• _Given exercise_
Pictures stay out of the copy; restate everything else in the material exactly.

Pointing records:
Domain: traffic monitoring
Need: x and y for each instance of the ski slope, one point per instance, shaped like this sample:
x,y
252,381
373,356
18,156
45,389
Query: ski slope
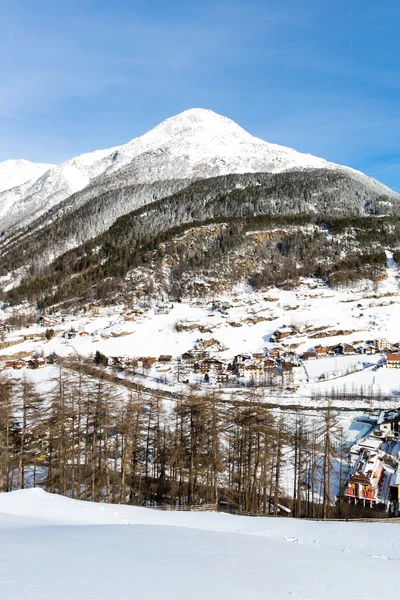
x,y
59,549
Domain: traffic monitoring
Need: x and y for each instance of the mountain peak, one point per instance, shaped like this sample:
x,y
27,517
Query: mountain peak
x,y
15,172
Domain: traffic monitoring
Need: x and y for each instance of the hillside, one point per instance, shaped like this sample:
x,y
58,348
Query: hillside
x,y
98,551
14,173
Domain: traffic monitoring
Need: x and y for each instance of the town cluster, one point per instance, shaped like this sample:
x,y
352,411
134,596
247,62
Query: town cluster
x,y
375,459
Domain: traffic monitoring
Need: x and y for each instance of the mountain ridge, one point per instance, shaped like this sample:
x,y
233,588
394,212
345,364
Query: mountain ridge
x,y
197,143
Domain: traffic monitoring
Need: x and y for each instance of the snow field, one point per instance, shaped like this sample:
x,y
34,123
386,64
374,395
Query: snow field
x,y
54,548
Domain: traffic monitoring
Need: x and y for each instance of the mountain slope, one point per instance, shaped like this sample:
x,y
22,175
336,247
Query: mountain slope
x,y
80,550
195,144
192,168
14,173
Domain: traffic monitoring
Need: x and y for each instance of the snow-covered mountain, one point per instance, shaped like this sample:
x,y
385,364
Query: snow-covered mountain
x,y
14,173
195,144
61,548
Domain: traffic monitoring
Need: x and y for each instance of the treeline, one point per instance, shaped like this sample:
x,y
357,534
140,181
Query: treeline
x,y
87,438
138,242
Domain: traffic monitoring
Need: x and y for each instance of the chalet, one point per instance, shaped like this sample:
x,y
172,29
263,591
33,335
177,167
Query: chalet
x,y
393,361
146,362
382,345
347,349
212,365
287,366
116,361
321,350
269,365
367,476
254,370
69,335
163,309
188,358
239,358
370,349
284,332
275,353
223,376
165,359
36,363
15,364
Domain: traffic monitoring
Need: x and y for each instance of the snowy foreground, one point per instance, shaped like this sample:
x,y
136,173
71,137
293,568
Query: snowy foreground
x,y
54,548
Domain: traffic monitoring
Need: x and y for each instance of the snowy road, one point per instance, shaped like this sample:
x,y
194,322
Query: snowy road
x,y
55,549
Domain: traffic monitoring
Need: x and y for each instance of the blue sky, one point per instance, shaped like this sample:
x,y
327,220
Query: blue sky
x,y
319,76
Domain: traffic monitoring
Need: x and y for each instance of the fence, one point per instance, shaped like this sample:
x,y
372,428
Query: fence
x,y
216,508
186,507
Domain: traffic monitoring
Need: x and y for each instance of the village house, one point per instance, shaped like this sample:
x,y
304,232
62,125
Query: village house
x,y
223,376
347,349
188,358
146,362
165,359
269,365
284,332
383,345
275,353
239,358
253,370
370,349
212,365
393,361
15,364
321,350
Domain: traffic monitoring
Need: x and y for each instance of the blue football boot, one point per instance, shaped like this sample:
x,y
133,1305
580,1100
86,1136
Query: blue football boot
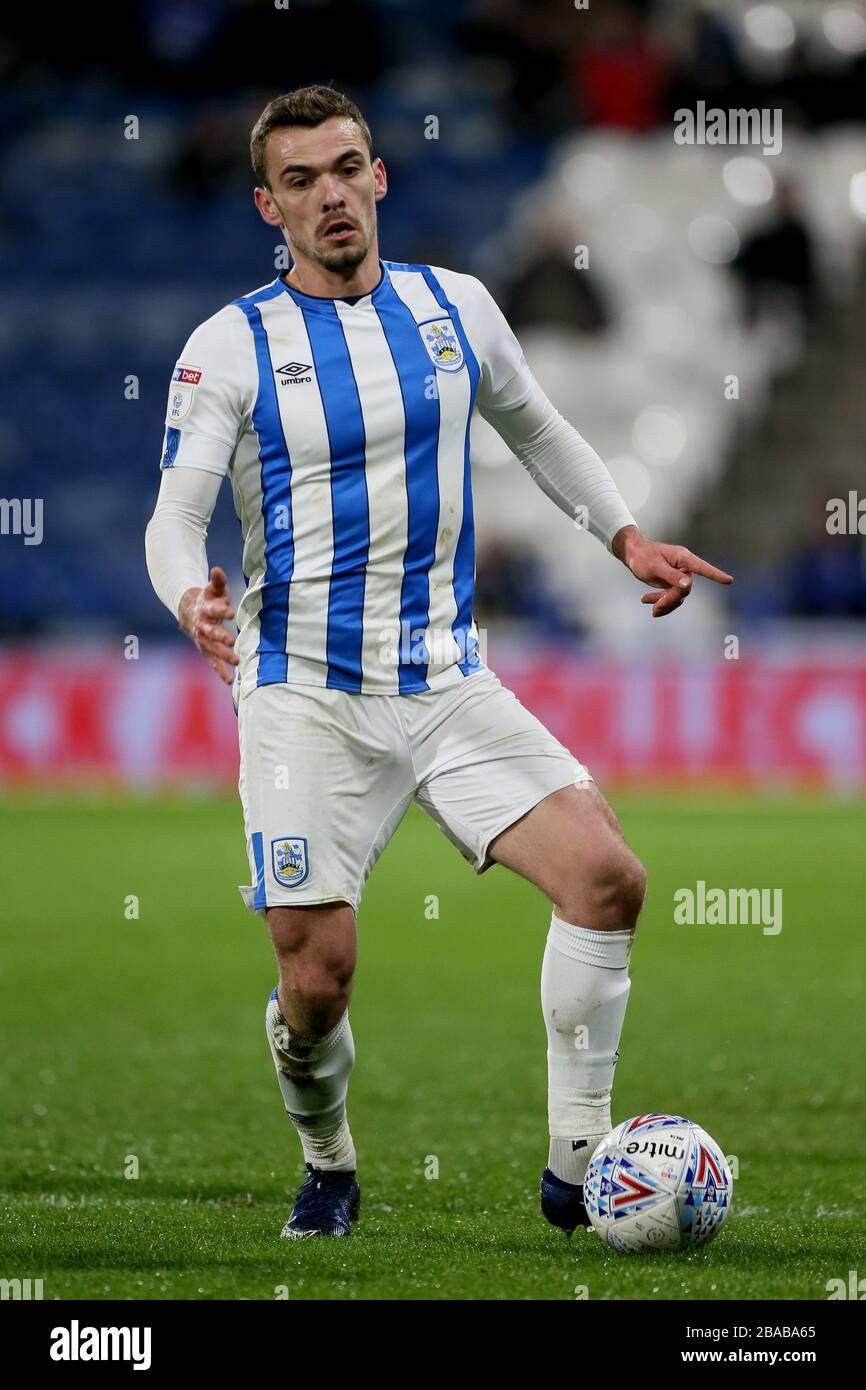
x,y
563,1203
327,1204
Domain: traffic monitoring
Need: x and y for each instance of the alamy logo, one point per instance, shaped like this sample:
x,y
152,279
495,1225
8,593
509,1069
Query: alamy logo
x,y
736,127
729,906
77,1343
21,516
21,1289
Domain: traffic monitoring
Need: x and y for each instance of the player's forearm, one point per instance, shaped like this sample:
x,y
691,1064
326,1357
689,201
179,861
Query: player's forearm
x,y
177,534
565,466
177,559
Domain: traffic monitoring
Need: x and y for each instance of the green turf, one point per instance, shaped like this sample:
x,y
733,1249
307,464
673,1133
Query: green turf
x,y
145,1037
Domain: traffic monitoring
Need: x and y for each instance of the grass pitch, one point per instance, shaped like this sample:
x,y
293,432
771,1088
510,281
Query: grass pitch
x,y
136,1045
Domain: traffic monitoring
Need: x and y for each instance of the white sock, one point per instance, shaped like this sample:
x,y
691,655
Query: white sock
x,y
313,1076
584,991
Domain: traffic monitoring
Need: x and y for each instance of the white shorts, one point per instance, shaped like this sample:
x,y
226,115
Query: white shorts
x,y
327,776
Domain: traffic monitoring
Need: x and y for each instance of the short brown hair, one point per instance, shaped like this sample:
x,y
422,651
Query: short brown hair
x,y
303,106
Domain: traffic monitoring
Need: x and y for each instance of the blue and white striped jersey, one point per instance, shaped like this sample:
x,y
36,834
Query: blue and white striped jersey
x,y
345,430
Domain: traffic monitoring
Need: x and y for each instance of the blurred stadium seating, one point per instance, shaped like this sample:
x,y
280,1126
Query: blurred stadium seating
x,y
555,131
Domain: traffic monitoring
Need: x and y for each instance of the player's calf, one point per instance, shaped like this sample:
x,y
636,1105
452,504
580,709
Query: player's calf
x,y
313,1051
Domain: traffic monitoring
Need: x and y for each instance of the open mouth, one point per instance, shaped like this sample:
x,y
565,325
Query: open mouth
x,y
339,231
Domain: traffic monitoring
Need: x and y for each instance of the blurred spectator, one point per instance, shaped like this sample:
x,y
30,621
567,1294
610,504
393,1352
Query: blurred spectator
x,y
619,75
826,578
512,584
779,255
551,291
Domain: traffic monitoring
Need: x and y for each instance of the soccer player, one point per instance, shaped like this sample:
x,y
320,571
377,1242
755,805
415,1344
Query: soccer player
x,y
338,399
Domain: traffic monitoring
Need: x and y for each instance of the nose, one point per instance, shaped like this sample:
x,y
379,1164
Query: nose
x,y
331,192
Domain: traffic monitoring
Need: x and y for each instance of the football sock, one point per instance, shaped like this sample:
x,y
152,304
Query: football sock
x,y
584,990
313,1076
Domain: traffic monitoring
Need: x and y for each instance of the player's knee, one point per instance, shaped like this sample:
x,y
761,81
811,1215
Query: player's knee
x,y
612,895
316,952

• _Right answer_
Domain: traffic monitoring
Need: x and y for each instance of the ski slope, one point per instance, shaped like this sample:
x,y
252,381
373,356
18,156
45,389
Query: ski slope
x,y
59,549
Domain: traffic monitoring
Need: x and y for each instance of the mountain peak, one point per instance, shaped like this sample:
x,y
27,517
Query: mountain peak
x,y
15,172
Domain: traffic monitoring
Need: x and y for each instance of the hillside, one point per instance, shaped like this sample:
x,y
58,348
Query: hillside
x,y
98,551
14,173
Domain: traffic monitoring
Need: x and y for each instance of the town cluster, one point per instance, shaped like this sample:
x,y
352,411
134,596
247,62
Query: town cluster
x,y
375,459
Domain: traffic monitoring
Need: x and y for each instance of the mountain ridge, one point per instance, shaped like this sample:
x,y
233,588
394,212
345,364
Query: mountain ridge
x,y
197,143
Domain: traffic monitoring
Need: x and y for each instance of the snow field, one point per instance, shaped like this sample:
x,y
34,123
386,64
374,395
Query: snow field
x,y
54,548
Domain: traffic monitoring
Need: x and y for each instance of the mountain slope, one point per instance, shaped like this sample:
x,y
22,175
336,247
Query: mountain slope
x,y
80,550
195,144
192,168
14,173
Domain: traffic monitoring
Need: x and y for each instance of the snow-covered mountain, one point per instance, shaped like this sample:
x,y
385,364
Query: snow-covered mountain
x,y
14,173
195,144
61,548
Domain: traffic monitoring
Need: x and y for each instance of the treeline, one point per instance, shaped like this sample:
x,y
357,534
140,181
Query: treeline
x,y
87,438
138,242
Domain: traffic monitoring
Need: x and y for each instance of the chalet, one point per instance, shaped like this sample:
x,y
172,29
263,591
33,335
177,167
Query: chalet
x,y
393,361
146,362
382,345
347,349
212,365
287,366
116,361
321,350
269,365
367,476
254,370
69,335
163,309
188,358
239,358
370,349
284,332
275,353
223,376
165,359
36,363
15,364
Domain: traffic monitoring
Need: x and y for each instance of the snowy foreground, one point per instance, shaped like this sample:
x,y
136,173
71,137
293,568
Query: snowy foreground
x,y
54,548
Domain: traffic monitoring
Need: x and y for each instance of the snowy road, one point per instance, shaped like this sample:
x,y
194,322
Query: snowy road
x,y
55,549
Domain: traffic monitoring
Need: x and y for each instance of the blue sky, one point per instance, shaped like this sample:
x,y
327,220
Query: blue sky
x,y
319,76
Domain: traffic monitoring
Need: x and y for each instance of the fence, one point per instance, shaped like this sample:
x,y
372,428
Query: fence
x,y
216,508
186,507
Domain: traffic monitoring
Need: x and y for each instance of the village house, one point per instance, shaped like this sample:
x,y
304,232
62,125
Query: village house
x,y
223,376
347,349
188,358
146,362
165,359
269,365
284,332
383,345
275,353
239,358
253,370
370,349
212,365
393,361
15,364
321,350
Domain: traffic monitoring
Need: x and y for each instance of the blue football boot, one point per instance, shaped like this sample:
x,y
133,1305
580,1100
86,1136
Query: blue football boot
x,y
563,1203
327,1204
Domain: traffic monitoring
Need: x and y for each instance of the alamy logo, one point per instance, shaped like this sample:
x,y
152,279
495,1225
8,593
509,1069
Query: alamy logo
x,y
736,127
729,906
77,1343
21,516
21,1289
Domain: traffic monitoring
Need: x and y for each instance of the player's forearm, one point per instance, shaped like this sample:
x,y
691,1064
326,1357
689,201
179,861
Query: player's forearm
x,y
177,534
565,466
177,559
Domain: traffic monitoring
Need: x and y for each instance of the green turf, one point per instance, shaped like this sample:
x,y
733,1249
307,464
673,1133
Query: green turf
x,y
145,1037
Domain: traffic monitoring
Need: x and y for each instance of the grass pitch, one point per instance, shaped like this sample:
x,y
293,432
771,1088
510,281
Query: grass pitch
x,y
136,1045
Domain: traffic monitoring
Need: x and y for each instance of the white sock, one point per instance, shaped like this sample:
x,y
691,655
Query: white sock
x,y
313,1076
584,991
Domain: traffic monitoring
Need: x and y for each instance of the white shorts, one point per instance, shaped like this sample:
x,y
226,115
Query: white shorts
x,y
327,776
Domain: traffic monitoring
Need: x and y for each instance of the short brown hair, one point per instance, shaped like this sample:
x,y
422,651
Query: short brown hair
x,y
303,106
Domain: traffic monitoring
Need: x and y for each instance of the blue and white striped jersey, one point per instance, shaped like this sample:
x,y
36,834
Query: blue and white striped jersey
x,y
345,430
Domain: traffic monitoring
Need: x and y for each instance of the blurred stadium seating, one point per instance, shaped like this sample:
x,y
280,1126
Query: blurred stadium seating
x,y
555,131
Domain: traffic monitoring
Need: x and y for each instance of the player's calf, one point per instance, shaped like this sample:
x,y
636,1105
452,504
580,709
Query: player's calf
x,y
313,1051
Domain: traffic monitoring
Need: x and y for each instance of the open mouth, one point per instance, shaped like this sample:
x,y
565,325
Query: open mouth
x,y
339,231
Domain: traffic monitoring
Need: x and y for each instance of the blurred spectator, one point per instance, shaped like this sample:
x,y
30,621
567,1294
610,504
393,1352
Query: blurred spectator
x,y
619,75
826,578
512,584
779,255
551,291
Domain: traffic monitoring
Need: x and y for each instance of the soccer player, one point per instance, shaped like this sample:
x,y
320,571
377,1242
755,805
415,1344
Query: soccer player
x,y
338,399
Domain: traffic monitoring
Need: x and y for each instance of the nose, one point per instance, shaped like this sample:
x,y
379,1164
Query: nose
x,y
331,192
Domain: traffic monitoring
Need: x and y for each instance of the football sock, one point per instance, shaped like this sample:
x,y
152,304
Query: football sock
x,y
584,990
313,1076
Domain: traffic monitoring
Need: x and y for each instance of the player's knee, one point per instance, shaped like this sample:
x,y
761,81
811,1215
Query: player's knee
x,y
612,895
316,952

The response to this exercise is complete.